- Work to do
Locate each line in the listing below that contains the string "lake", treating uppercase and lowercase as different, and copy every such line.
[BEGIN Data to process]
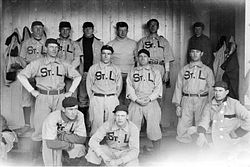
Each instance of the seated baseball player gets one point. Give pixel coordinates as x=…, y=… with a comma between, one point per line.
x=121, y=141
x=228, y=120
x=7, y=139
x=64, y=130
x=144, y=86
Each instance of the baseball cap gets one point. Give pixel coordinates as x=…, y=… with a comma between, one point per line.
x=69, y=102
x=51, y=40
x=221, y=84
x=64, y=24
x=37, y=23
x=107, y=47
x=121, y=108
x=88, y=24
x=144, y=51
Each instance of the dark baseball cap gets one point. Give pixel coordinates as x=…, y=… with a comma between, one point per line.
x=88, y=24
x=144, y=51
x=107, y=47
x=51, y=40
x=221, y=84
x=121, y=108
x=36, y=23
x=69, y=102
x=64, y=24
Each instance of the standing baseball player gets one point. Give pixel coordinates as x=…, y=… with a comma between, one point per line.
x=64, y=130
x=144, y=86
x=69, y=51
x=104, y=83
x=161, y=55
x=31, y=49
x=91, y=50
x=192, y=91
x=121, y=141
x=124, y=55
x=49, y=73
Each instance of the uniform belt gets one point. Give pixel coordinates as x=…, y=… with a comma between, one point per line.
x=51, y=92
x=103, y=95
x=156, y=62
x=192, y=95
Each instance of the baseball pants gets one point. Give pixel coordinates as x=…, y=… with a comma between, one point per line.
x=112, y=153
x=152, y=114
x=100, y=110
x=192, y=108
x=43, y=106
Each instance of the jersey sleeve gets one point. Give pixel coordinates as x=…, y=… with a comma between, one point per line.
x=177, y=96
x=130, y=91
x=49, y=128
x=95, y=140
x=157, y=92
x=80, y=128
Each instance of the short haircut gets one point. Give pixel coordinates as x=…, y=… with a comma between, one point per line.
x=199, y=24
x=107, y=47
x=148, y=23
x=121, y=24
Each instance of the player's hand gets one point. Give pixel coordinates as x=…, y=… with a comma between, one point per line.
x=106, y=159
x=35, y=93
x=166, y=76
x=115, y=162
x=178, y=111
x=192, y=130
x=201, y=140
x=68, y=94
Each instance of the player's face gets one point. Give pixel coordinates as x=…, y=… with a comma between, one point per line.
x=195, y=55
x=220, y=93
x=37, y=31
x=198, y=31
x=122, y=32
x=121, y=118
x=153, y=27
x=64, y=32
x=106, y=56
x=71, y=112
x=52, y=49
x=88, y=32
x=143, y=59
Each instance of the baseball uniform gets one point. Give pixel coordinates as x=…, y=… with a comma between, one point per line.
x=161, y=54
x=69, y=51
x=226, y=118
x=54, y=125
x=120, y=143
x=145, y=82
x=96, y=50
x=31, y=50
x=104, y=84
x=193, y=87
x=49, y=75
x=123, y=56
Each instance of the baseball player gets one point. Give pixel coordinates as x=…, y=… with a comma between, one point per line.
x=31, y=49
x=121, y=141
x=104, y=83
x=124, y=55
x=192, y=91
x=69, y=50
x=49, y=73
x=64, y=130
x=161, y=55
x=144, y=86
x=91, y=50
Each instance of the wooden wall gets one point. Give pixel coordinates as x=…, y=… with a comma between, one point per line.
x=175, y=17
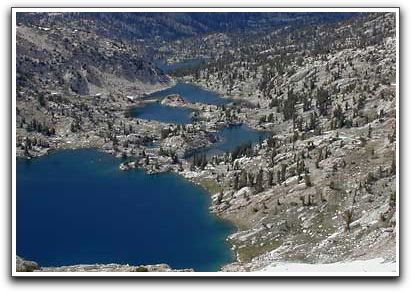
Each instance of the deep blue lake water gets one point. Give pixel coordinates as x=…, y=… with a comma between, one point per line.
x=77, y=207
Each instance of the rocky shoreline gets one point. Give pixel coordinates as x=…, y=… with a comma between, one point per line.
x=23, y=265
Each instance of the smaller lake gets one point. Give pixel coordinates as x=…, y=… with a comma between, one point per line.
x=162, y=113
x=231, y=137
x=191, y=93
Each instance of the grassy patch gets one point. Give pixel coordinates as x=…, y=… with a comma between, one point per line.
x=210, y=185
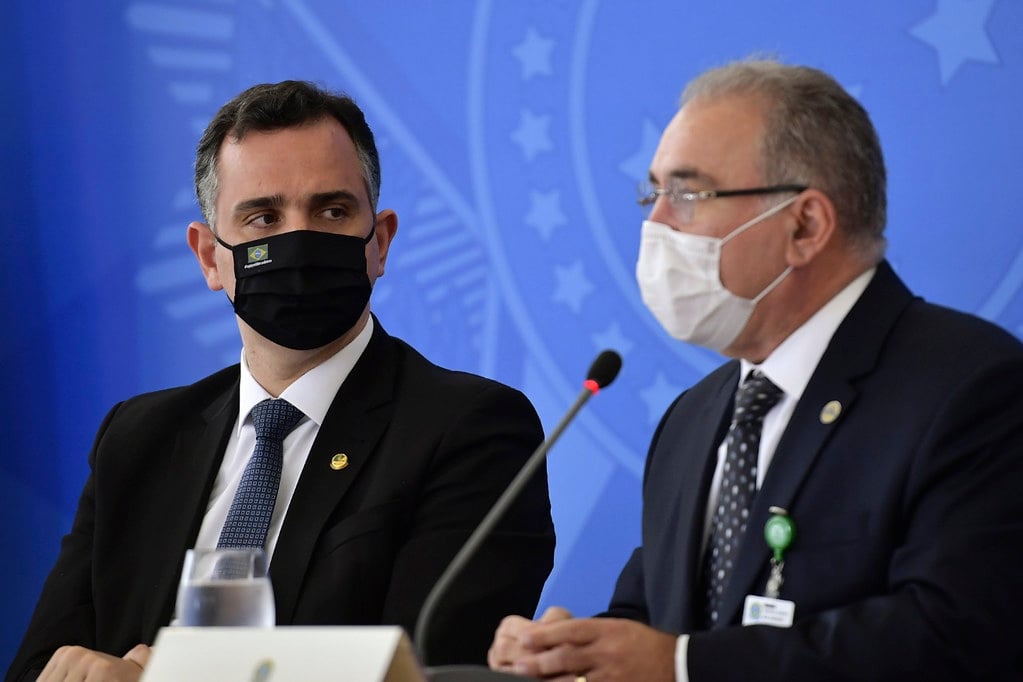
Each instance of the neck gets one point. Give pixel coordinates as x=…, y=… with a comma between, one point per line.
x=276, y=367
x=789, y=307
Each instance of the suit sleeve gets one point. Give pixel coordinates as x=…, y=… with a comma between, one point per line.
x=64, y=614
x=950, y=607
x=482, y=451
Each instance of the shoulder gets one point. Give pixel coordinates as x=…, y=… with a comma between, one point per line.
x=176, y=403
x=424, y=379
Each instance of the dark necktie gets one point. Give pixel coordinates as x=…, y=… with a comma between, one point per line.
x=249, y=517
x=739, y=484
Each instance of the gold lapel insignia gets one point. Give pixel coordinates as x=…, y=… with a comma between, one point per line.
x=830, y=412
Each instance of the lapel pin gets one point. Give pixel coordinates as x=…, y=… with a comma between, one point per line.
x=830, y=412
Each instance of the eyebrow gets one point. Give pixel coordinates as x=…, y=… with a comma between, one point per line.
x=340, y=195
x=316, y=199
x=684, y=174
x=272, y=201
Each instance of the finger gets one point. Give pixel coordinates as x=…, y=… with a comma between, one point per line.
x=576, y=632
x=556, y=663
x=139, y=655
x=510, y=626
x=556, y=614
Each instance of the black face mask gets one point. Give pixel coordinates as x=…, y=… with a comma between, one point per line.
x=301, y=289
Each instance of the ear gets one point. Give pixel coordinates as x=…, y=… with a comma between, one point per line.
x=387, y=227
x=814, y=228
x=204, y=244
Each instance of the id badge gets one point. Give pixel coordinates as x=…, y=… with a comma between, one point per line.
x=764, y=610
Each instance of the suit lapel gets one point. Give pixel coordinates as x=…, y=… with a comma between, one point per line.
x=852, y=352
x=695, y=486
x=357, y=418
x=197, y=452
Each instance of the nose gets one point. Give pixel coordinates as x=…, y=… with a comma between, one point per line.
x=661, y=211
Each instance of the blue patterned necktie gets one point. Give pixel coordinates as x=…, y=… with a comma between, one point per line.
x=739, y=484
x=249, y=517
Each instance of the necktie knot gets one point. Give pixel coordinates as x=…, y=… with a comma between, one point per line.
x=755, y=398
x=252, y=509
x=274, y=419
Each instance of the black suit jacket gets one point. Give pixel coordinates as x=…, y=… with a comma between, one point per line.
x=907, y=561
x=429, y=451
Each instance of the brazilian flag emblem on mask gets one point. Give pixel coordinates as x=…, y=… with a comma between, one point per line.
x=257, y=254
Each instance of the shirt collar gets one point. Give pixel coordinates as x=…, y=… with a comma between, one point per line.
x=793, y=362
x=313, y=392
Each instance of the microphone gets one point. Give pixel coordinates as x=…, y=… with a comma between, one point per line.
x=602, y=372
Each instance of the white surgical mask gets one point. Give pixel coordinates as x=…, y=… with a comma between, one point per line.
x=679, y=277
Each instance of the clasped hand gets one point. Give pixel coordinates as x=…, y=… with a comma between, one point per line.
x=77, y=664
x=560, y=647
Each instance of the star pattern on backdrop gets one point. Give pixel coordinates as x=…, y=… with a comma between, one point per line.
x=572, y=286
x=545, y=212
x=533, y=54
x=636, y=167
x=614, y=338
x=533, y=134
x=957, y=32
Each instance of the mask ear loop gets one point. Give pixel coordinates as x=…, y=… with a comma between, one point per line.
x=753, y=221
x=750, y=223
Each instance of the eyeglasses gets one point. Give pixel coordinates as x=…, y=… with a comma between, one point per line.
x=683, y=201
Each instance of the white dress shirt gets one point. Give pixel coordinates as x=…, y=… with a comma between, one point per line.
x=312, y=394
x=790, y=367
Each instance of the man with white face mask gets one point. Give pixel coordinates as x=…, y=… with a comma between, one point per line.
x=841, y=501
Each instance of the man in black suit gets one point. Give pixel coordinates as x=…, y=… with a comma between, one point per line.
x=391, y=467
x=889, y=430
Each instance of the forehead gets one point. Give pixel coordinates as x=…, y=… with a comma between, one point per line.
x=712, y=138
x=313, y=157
[END Data to process]
[BEGIN Data to process]
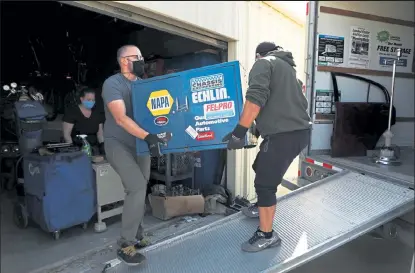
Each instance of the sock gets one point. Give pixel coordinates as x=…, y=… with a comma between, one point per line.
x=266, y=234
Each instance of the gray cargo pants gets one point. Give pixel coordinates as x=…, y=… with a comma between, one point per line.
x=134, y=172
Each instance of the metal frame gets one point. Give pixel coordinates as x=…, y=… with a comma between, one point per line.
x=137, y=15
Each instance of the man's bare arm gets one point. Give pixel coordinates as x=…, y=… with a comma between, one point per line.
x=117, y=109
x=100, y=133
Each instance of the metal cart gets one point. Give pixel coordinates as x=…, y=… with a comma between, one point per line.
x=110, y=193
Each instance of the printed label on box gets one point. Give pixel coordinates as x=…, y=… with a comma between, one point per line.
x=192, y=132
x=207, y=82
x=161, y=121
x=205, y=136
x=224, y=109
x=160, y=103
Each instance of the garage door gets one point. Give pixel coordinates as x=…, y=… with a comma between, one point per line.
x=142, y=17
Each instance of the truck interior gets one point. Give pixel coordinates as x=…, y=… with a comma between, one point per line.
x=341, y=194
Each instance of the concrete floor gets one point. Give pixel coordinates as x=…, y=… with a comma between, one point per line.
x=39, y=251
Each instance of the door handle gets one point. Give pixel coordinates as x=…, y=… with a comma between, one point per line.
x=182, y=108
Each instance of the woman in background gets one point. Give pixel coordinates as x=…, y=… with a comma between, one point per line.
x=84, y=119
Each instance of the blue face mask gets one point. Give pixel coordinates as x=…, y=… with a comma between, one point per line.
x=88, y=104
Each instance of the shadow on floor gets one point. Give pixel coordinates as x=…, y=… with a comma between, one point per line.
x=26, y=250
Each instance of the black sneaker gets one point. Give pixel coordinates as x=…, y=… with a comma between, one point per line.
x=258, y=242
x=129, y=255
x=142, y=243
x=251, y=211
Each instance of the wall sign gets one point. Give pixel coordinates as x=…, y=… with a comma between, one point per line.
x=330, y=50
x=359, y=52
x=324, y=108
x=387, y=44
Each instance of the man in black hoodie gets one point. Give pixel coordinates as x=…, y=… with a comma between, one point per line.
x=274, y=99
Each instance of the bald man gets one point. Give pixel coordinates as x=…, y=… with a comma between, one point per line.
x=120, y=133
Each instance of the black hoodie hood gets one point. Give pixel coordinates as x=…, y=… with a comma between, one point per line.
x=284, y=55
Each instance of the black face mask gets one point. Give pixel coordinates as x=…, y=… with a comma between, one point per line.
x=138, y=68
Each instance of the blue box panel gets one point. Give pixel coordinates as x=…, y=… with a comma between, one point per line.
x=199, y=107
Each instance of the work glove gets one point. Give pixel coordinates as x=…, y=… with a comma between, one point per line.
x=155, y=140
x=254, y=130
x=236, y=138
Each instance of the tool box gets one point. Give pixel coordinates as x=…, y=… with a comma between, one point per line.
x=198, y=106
[END Data to process]
- Expected output
Each instance of the deep blue lake water gets one point. Give pixel coordinates as x=…, y=… with a comma between, one point per line.
Each instance of the smaller lake gets one point. Give pixel coordinates as x=…, y=… with a comma between, one point per line.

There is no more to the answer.